## ASSIGNED TASK
What is needed here is an exact copy of all the records below.

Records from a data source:
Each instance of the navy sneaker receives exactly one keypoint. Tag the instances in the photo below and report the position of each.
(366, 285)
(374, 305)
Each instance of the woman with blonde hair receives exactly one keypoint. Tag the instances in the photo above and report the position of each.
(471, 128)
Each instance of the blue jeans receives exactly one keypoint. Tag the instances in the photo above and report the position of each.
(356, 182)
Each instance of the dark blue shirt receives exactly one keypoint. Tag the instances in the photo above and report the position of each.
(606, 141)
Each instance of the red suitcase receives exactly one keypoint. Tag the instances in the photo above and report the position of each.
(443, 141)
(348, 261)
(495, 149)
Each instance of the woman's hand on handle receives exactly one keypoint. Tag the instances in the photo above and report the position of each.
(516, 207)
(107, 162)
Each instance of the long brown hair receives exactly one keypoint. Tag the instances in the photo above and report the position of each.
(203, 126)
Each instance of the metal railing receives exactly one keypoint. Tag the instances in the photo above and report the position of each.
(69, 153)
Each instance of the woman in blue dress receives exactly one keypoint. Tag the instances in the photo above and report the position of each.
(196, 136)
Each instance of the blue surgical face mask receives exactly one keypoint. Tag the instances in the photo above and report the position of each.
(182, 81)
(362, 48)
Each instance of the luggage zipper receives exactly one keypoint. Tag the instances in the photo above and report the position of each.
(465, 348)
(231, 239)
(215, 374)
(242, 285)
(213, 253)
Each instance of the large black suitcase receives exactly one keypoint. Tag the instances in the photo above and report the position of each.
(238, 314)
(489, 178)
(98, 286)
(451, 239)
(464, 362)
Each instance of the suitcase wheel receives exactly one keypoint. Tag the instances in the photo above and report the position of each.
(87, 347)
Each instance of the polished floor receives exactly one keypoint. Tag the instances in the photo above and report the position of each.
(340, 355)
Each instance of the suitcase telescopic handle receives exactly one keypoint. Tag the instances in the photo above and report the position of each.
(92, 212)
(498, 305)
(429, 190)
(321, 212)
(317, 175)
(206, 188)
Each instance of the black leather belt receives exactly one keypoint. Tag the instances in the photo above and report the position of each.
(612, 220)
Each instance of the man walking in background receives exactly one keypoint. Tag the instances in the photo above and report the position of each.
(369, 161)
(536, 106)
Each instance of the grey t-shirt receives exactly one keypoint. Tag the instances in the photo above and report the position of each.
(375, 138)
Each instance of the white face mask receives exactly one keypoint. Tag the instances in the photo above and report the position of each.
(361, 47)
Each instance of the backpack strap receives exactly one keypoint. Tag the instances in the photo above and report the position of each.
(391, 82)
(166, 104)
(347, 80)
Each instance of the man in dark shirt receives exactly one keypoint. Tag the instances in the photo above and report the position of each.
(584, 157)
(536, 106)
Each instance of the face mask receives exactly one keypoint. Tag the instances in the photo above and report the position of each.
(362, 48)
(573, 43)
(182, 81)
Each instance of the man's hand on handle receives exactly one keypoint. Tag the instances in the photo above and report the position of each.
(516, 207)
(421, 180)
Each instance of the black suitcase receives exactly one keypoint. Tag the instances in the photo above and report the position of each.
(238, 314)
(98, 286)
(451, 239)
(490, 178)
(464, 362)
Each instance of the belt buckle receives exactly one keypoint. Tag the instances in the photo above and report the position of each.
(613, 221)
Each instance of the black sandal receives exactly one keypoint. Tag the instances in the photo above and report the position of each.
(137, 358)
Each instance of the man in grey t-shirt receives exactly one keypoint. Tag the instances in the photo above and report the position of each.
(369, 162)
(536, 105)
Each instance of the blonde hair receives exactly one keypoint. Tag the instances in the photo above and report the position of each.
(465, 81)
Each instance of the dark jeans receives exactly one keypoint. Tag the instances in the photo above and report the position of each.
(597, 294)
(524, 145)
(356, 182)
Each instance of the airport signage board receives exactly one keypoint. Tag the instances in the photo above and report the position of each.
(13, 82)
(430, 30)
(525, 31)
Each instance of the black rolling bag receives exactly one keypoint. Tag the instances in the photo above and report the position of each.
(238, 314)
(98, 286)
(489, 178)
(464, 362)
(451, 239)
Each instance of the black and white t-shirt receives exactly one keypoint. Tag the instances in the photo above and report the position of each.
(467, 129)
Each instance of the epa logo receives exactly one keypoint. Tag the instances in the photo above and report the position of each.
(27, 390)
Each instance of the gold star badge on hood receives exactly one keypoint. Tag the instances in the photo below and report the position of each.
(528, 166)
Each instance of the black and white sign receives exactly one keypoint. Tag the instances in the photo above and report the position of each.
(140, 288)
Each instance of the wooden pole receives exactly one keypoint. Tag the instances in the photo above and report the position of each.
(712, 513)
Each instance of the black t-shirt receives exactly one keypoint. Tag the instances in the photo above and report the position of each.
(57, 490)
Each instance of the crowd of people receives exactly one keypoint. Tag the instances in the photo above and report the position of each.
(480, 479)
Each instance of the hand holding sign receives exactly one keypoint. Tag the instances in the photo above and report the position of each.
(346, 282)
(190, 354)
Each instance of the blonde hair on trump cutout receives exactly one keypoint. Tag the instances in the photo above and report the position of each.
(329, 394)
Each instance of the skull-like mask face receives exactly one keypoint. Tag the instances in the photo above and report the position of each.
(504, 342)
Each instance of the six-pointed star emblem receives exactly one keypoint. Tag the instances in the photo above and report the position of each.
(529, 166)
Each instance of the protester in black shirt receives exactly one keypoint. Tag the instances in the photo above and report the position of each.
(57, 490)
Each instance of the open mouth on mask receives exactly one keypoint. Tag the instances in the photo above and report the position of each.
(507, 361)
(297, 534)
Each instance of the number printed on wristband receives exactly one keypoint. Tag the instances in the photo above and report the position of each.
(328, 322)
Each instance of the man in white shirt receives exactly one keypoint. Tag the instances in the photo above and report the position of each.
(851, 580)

## ANSWER SECTION
Each instance of the navy sneaker receives exactly one keypoint. Tag the instances in the photo below and report the position of each.
(366, 285)
(374, 305)
Each instance of the woman with blonde hair receives exactly one keypoint. Tag the instances in the photo above and report the position of each.
(471, 128)
Each instance of the blue jeans receives exactly one keypoint. Tag the instances in the photo above and report the position of each.
(356, 182)
Each instance of the dark blue shirt receives exactly one keypoint. Tag the instances in the photo above and report the position of each.
(606, 141)
Each instance of the red suitcase receives exactly one keypoint. Tag the instances in the photo above and report the position of each.
(443, 141)
(348, 261)
(495, 149)
Each instance of the woman's hand on handle receives exactly one keypoint. Tag the instances in the photo above and report the position of each.
(516, 207)
(107, 162)
Each instance of the long brown hair receives exactly one keypoint. Tag the instances in the photo above and report the position of each.
(203, 126)
Each instance of the metal railing receives exactly one keypoint. Tag the instances in the photo above and report the position of each.
(69, 153)
Each instance of the woman in blue dress receives exactly one keypoint. Tag the instances in the photo above and report the position of each.
(196, 136)
Each instance of the blue surgical face mask receives exactly one keypoint. Tag the instances in the photo above and report the position of each.
(182, 81)
(362, 48)
Each instance of the luggage zipper receives exactly one keypoint. Tag the instances in the photo above and report the position of each.
(465, 348)
(231, 239)
(215, 374)
(242, 285)
(213, 253)
Each instance of the large black suitcase receives exactly one keypoint. Tag the instances in the photo above and report the position of each.
(238, 314)
(489, 178)
(98, 286)
(451, 239)
(464, 362)
Each instance of the suitcase wheel receives exactly one keypoint. Tag the instances in the photo above and report the position of each.
(87, 347)
Each instance of the polished floor receives exactly one keypoint. Tag the instances in the photo above and report the position of each.
(340, 355)
Each instance of the suitcase telescopic handle receives exactly one keypoint. Tag the instances in the photo above and report the position of each.
(92, 212)
(498, 305)
(429, 190)
(321, 212)
(317, 175)
(206, 188)
Each instance of the black leather belt receives exactly one keypoint. Tag the instances in the photo above and report the position of each.
(612, 220)
Each instance of the man walking in background receives exactly one keypoint. Tag the instances in the photo above and report the position of each.
(369, 161)
(536, 106)
Each instance of the grey t-shirt receives exactly one keypoint. Tag the instances in the photo above and report the position of each.
(375, 138)
Each instance of the white face mask receives exactly one keypoint. Tag the instances in the photo above and report the position of each.
(361, 47)
Each instance of the backpack strap receives exactly one keypoint. Tag the instances in the photo above and report the position of each.
(391, 82)
(166, 104)
(347, 80)
Each instance of the man in dark shirt receives exactly one keypoint. Tag the instances in the photo above and report the position of each.
(584, 157)
(536, 106)
Each instance of the face mask receives exactly one keypoint. Tag the instances in the photo above and report the position of each.
(362, 48)
(573, 43)
(182, 81)
Each instance of the man's hand on handle receives exactly one keypoint. Tag the instances in the photo above and report the position of each.
(516, 207)
(421, 180)
Each instance of the black suitcase receives exactly one keypoint. Tag the instances in the photo above and report the position of each.
(238, 314)
(98, 286)
(451, 239)
(490, 178)
(464, 362)
Each instance of the belt buckle receives exactly one keypoint. Tag the instances in the photo above and report the position of each.
(613, 221)
Each instance of the black sandal receives exactly one keypoint. Tag the instances in the photo above and report the position of each.
(137, 358)
Each instance of the man in grey t-shirt receives exactly one keypoint. Tag the instances in the photo above and report the position of each.
(369, 162)
(536, 105)
Each instance of the blonde hair receives exactly one keypoint. Tag the instances in the photo above and report the position of each.
(465, 81)
Each instance of the dark jeans receives exactly one keypoint. Tag the instances in the photo above and report the position of each.
(597, 294)
(524, 145)
(356, 182)
Each instance of the airport signage board receives exactly one keypoint. Tag the instances in the photo above and report the position of each.
(13, 82)
(430, 30)
(525, 31)
Each instance of the black rolling bag receives exactly one keypoint. Tag the instances in the photo above and report the position of each.
(238, 314)
(98, 286)
(489, 178)
(464, 362)
(451, 239)
Each instance of the black and white t-shirt receives exactly one keypoint. Tag the instances in the photo above and report the position of each.
(467, 129)
Each instance of the epa logo receives exactly one keypoint. Tag the instances in the photo above and report the position of each.
(27, 390)
Each instance of the gold star badge on hood receives exactly one keypoint. Tag the instances in the photo below and report the position of each.
(528, 166)
Each instance of the black and white sign receives exactly one keypoint. Tag the instances in the photo above and report the position of each.
(140, 288)
Each instance of the wooden pole receives exactly one keypoint. Tag the instances in the photo above and report the position of each.
(712, 513)
Each instance of the black t-shirt receives exactly one keypoint. Tag the instances in the photo above and report the position of each.
(57, 490)
Each instance of the crowd of people receives exactly one keypoint. Tag the instances in the photo above and report the position of each.
(480, 479)
Each instance of the hand holding sign receives exactly one keypoint. Tag the instances in the photo above and report the position of each.
(346, 282)
(190, 354)
Each instance of the blonde hair on trump cutout receives exactly one keypoint. Tag the instances in the photo above and report the position of each.
(329, 394)
Each instance of the skull-like mask face receives exactly one keypoint. Tag the instances in the photo above and report the position of each.
(504, 342)
Each instance of the six-pointed star emblem receives exactly one keypoint. Tag the instances in the photo above and report the position of each.
(529, 166)
Each instance of the protester in black shirt receives exactly one keypoint. Tag the instances in the photo above and report the position of each.
(57, 490)
Each instance of the open mouth on mask receives exactly one keypoint. Tag the instances in the photo above and report the position of each.
(507, 361)
(297, 534)
Each instance of the number printed on wristband receives exactly one keypoint. Tag the instances in the photo above and report the position of each.
(328, 322)
Each instance of the man in white shirt receives exactly one keypoint. Tag the instances in the photo above and report the position of each.
(851, 580)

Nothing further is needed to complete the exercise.